§ **Kutipan Teks**
════

Suara Sejati
Tanpa Penyesalan (Bagian Pertama)
“Sdri. Ruth Liauw, Gereja cabang Surabaya”
Saya senang sekali bisa diterima kuliah di Bandung. Untuk jurusan yang saya incar, memang perguruan tinggi di Bandung adalah salah satu yang terbaik. Terkadang saya merasa rindu pada orangtua dan teman-teman di Jakarta. Bersyukur, saya masih memiliki komunitas di Gereja. Itulah yang membuat saya terhibur. Pada hari Sabat (Sabtu), saya dapat bertemu dengan teman-teman seiman. Rasanya seperti mempunyai rumah kedua.
Suatu kali, saat beribadah, ada seorang hamba Tuhan yang mengatakan, “sangat penting DOA untuk mendapatkan pasangan seiman”. Sejak itu, saya menyimpannya di dalam hati dan menjadikannya sebagai salah satu pokok doa pribadi. Setelah lulus, saya kembali ke Jakarta.

════

§ **Bahan yang Disediakan**
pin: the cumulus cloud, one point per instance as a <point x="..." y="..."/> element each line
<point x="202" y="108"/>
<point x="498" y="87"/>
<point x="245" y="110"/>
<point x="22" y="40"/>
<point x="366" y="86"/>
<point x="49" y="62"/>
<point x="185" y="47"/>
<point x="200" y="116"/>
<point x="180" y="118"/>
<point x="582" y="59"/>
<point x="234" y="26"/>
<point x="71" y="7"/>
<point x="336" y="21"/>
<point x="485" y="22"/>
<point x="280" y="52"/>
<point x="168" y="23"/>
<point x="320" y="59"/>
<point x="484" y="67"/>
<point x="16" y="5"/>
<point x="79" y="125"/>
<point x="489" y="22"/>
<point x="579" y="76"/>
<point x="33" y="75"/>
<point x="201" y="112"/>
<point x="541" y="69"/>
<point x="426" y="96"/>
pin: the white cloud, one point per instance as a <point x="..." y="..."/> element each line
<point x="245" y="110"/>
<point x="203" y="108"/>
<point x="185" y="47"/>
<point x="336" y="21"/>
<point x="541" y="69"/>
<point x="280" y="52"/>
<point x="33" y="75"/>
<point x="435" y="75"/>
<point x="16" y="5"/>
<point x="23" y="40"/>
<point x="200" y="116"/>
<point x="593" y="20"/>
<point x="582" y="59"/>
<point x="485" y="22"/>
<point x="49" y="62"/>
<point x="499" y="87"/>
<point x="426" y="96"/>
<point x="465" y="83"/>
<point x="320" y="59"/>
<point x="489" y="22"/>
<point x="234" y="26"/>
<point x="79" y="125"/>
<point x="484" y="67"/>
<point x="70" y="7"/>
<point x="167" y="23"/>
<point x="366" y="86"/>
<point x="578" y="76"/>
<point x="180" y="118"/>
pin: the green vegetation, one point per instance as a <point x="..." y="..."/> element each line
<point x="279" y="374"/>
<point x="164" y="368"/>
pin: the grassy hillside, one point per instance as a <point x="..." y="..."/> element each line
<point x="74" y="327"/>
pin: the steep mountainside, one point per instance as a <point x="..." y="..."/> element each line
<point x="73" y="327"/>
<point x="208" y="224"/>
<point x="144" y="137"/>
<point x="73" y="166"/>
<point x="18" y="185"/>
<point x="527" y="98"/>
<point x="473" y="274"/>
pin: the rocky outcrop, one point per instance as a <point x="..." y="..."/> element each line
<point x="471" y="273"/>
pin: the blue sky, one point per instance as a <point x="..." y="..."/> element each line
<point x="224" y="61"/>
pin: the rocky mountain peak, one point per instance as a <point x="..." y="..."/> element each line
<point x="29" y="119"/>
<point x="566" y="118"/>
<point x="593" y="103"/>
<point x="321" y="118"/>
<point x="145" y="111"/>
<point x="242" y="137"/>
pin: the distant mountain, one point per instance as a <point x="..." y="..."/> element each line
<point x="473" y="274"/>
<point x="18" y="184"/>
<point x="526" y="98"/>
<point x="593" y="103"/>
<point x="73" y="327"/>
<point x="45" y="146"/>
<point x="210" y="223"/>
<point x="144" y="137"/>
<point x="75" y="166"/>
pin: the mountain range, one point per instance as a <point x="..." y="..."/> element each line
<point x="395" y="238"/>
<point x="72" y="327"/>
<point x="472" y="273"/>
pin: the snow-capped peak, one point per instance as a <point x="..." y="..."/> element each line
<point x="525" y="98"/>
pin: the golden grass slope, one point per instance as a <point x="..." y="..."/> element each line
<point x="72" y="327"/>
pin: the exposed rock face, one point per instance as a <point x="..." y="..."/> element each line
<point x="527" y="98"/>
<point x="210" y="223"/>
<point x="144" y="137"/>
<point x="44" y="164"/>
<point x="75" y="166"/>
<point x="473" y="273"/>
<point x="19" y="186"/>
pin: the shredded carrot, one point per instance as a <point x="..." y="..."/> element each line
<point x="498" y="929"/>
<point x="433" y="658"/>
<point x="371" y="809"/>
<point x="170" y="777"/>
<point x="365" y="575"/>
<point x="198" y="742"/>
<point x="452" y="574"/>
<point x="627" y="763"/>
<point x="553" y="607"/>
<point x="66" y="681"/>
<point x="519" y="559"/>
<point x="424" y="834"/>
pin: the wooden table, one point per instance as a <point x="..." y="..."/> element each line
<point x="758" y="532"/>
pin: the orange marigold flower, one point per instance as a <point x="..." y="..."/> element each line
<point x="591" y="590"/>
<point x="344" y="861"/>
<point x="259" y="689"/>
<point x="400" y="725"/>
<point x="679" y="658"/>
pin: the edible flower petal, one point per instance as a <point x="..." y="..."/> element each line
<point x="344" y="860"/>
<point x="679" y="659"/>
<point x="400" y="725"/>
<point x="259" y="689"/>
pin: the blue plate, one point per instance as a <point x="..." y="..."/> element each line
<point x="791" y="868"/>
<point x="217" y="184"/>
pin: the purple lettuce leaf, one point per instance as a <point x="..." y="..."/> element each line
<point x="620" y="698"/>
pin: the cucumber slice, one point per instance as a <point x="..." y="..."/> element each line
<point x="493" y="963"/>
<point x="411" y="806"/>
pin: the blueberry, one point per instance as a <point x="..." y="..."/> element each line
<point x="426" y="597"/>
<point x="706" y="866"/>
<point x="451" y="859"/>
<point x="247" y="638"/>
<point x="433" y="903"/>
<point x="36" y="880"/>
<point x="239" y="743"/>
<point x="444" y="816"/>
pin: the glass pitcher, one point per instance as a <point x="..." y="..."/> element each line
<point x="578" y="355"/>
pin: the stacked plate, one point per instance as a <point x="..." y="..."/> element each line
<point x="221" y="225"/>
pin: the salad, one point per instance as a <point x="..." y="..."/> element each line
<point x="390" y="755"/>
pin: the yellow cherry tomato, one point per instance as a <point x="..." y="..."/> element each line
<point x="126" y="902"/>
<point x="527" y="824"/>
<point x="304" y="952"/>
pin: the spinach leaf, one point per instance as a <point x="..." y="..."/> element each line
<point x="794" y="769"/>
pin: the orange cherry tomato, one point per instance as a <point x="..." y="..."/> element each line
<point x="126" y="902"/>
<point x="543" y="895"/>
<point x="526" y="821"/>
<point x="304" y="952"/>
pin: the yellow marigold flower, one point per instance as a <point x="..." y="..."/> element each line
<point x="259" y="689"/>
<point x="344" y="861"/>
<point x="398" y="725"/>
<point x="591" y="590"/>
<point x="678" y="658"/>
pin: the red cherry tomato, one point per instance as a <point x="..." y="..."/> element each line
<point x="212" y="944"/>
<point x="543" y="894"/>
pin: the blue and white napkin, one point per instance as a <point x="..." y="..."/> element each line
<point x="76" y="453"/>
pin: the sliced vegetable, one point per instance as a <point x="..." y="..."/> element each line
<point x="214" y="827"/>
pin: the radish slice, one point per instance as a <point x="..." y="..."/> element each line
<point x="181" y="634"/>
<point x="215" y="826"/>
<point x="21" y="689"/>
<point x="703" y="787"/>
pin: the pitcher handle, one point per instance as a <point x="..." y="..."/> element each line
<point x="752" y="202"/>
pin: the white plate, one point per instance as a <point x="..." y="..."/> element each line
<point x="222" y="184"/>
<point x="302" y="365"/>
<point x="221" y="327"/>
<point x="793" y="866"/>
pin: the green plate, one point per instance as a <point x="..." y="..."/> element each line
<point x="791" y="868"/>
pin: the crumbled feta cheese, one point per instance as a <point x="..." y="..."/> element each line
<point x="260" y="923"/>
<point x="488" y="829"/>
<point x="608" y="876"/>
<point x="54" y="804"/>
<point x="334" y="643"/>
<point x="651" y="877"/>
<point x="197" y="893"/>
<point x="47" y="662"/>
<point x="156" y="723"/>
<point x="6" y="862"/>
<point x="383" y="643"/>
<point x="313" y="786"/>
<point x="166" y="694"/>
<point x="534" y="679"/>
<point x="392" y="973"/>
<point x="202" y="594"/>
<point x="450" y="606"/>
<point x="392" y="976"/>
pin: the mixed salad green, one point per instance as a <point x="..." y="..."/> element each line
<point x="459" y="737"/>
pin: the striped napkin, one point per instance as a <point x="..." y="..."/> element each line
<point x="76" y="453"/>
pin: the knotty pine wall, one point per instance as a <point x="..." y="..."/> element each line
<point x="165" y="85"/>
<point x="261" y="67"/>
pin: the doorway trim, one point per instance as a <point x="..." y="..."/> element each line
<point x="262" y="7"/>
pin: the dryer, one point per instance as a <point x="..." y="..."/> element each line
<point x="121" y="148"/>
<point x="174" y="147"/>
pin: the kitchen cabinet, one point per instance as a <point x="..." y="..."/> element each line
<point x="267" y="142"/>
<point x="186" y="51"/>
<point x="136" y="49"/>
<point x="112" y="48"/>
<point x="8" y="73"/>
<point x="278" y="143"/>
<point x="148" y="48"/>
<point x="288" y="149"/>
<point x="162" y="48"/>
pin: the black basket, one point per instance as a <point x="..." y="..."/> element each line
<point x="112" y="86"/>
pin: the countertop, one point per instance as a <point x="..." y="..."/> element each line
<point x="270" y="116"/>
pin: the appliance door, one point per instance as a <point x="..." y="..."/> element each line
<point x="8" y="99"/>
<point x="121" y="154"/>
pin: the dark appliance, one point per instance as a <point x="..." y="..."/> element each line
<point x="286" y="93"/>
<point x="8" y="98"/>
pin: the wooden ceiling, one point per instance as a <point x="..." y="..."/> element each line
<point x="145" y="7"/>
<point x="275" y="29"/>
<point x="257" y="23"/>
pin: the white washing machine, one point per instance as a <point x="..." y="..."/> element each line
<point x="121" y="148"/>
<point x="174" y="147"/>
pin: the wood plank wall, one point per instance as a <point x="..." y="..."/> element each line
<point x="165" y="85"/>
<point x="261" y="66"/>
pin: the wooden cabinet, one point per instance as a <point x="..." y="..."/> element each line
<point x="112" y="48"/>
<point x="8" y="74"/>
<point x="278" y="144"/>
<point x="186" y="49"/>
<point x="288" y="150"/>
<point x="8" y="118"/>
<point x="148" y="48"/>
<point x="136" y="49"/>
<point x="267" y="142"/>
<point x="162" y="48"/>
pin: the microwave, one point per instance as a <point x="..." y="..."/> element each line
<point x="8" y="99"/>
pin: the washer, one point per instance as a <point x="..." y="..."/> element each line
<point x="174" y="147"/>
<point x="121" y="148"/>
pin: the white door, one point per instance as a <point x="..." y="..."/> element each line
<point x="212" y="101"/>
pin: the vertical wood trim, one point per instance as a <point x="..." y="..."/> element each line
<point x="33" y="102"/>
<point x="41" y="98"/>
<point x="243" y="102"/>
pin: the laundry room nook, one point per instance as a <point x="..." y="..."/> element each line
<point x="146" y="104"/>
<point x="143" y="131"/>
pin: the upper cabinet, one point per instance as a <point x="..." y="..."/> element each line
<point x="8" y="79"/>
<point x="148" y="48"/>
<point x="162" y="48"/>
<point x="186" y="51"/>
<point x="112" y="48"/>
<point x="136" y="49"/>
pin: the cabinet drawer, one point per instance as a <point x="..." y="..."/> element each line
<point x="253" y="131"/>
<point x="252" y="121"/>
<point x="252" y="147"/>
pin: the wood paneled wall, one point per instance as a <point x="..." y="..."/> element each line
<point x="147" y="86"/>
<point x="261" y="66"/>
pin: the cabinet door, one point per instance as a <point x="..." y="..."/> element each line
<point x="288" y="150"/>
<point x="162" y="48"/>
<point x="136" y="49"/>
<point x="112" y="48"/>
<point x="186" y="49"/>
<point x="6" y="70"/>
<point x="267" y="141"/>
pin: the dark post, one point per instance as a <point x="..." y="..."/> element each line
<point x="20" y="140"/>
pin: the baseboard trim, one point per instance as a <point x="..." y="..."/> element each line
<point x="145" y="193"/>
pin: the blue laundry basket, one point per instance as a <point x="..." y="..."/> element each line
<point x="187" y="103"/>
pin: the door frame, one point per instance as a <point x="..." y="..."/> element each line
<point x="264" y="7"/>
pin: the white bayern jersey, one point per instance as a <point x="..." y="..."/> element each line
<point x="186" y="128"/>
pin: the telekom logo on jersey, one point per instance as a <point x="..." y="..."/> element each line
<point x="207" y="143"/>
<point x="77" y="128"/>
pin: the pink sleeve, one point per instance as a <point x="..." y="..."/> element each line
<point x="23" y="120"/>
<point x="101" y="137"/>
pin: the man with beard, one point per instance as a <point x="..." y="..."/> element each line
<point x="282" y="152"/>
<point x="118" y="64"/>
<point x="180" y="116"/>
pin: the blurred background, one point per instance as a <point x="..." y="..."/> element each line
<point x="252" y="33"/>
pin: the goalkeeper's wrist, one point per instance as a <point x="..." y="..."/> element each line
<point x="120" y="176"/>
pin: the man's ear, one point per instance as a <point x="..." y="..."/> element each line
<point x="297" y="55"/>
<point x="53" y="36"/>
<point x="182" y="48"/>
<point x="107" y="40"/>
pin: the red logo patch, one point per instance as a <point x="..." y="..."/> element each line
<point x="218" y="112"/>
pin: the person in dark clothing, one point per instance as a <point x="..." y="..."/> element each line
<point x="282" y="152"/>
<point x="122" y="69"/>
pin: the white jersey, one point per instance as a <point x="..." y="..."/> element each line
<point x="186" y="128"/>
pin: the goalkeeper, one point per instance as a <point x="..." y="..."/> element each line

════

§ **Tujuan**
Berdasarkan kutipan teks tentang masa kuliah di Bandung, jelaskan dalam satu sampai tiga kalimat alasan penulis tetap merasa terhibur meskipun rindu pada orangtua dan teman-teman di Jakarta.

§ **Pembahasan Jawaban**
Penulis merasa terhibur karena masih memiliki komunitas di Gereja. Pada hari Sabat (Sabtu), penulis dapat bertemu dengan teman-teman seiman, sehingga rasanya seperti mempunyai rumah kedua.